━━━━━ Extracted material

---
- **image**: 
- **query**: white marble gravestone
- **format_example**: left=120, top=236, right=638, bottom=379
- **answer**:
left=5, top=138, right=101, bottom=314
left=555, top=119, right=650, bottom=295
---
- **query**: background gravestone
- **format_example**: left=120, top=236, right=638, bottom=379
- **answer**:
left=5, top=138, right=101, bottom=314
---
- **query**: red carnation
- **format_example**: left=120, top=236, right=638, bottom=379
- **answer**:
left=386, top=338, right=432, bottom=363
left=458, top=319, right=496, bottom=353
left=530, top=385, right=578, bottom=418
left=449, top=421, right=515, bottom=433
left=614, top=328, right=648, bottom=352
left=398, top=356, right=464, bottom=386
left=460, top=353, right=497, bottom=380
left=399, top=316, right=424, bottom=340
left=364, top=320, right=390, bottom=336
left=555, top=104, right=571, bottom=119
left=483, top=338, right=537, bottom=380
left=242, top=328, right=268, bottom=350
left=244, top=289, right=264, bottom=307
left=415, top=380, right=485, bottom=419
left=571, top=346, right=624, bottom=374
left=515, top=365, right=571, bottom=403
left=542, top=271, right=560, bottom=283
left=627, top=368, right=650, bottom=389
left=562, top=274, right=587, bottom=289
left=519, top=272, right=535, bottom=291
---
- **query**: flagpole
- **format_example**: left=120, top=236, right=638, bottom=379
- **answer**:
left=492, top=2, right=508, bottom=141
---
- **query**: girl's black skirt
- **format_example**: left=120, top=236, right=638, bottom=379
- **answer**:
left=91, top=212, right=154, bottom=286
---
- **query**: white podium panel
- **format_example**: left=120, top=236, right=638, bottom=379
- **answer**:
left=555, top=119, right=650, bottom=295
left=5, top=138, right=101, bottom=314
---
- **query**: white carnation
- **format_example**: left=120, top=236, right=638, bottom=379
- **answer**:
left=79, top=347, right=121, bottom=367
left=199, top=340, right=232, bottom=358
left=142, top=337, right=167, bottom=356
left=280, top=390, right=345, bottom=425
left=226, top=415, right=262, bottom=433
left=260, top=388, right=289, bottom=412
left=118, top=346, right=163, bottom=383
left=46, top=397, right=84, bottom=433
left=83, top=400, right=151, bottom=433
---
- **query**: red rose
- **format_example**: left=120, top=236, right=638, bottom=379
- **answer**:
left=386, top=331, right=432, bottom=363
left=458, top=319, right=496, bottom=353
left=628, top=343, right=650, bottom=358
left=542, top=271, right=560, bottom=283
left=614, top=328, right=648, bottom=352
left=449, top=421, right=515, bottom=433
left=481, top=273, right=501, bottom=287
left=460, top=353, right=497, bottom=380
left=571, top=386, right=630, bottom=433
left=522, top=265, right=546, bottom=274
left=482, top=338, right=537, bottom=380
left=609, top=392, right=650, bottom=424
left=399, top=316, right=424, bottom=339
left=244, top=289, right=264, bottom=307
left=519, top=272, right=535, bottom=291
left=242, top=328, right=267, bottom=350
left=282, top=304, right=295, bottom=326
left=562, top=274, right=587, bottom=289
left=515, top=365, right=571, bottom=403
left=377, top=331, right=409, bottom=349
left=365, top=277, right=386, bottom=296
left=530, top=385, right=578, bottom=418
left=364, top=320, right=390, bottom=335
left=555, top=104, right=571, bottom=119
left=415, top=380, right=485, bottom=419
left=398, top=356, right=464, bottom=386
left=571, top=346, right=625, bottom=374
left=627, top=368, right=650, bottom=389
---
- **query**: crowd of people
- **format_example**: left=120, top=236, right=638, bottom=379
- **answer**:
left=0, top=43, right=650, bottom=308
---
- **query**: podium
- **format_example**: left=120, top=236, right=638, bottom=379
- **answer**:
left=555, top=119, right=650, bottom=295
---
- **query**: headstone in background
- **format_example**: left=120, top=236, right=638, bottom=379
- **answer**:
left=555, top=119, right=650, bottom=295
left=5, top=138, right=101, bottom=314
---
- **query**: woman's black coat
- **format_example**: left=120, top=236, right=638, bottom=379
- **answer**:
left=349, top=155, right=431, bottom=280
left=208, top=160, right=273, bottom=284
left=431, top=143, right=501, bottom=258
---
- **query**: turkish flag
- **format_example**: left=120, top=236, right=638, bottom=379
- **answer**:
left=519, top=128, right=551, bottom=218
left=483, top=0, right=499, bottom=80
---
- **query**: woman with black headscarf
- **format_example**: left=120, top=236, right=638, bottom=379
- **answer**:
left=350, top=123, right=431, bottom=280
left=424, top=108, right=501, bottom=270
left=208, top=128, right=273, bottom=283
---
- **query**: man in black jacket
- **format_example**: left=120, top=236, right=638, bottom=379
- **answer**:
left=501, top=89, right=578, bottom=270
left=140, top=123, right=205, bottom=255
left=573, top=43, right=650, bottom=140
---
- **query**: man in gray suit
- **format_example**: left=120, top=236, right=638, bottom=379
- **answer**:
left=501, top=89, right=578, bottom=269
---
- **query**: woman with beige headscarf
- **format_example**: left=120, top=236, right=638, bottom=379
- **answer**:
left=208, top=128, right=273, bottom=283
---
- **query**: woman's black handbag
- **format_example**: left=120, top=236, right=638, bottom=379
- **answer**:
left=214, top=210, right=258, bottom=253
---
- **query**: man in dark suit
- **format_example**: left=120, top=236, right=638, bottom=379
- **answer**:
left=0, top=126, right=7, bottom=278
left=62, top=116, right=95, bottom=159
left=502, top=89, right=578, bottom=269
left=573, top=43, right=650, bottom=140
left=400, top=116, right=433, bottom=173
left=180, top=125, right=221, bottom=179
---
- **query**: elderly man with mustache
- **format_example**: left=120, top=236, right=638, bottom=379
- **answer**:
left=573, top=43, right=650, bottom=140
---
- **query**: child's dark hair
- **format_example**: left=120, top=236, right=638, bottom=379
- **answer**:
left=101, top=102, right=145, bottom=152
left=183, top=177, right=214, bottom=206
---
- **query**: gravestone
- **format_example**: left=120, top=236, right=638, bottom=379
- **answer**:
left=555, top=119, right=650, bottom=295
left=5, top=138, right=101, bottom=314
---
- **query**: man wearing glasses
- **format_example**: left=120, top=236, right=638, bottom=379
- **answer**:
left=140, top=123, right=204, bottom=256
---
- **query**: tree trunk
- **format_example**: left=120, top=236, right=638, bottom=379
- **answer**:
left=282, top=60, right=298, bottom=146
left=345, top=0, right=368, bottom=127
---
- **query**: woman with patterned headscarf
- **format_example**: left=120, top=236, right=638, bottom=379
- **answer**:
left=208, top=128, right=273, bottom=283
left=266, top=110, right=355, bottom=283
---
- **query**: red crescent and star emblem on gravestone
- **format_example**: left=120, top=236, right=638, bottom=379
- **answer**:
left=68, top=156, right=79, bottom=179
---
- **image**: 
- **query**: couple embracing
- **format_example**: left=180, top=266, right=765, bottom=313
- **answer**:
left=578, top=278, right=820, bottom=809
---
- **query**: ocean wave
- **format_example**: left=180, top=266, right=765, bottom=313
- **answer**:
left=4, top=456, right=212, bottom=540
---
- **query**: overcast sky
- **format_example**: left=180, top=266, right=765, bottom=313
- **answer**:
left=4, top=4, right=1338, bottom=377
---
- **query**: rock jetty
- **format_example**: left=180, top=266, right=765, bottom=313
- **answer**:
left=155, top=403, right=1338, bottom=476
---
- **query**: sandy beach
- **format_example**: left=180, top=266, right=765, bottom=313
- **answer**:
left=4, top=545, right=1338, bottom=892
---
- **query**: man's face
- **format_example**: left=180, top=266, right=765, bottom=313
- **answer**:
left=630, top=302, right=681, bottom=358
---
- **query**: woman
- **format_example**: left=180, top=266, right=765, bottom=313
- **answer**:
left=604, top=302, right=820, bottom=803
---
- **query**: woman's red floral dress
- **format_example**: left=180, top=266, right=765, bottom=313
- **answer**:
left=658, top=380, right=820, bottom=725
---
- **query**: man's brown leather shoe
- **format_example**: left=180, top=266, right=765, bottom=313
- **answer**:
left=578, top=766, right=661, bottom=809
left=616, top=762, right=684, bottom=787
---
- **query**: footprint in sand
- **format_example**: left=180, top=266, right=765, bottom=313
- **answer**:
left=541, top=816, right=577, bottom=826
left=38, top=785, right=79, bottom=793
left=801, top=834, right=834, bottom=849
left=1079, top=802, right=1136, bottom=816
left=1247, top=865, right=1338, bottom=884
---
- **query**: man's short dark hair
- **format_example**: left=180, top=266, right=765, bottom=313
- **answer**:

━━━━━━━━━━

• What is required
Please count the lines in the entries above that contain the word "black", and reply with the number alone.

• Output of the task
5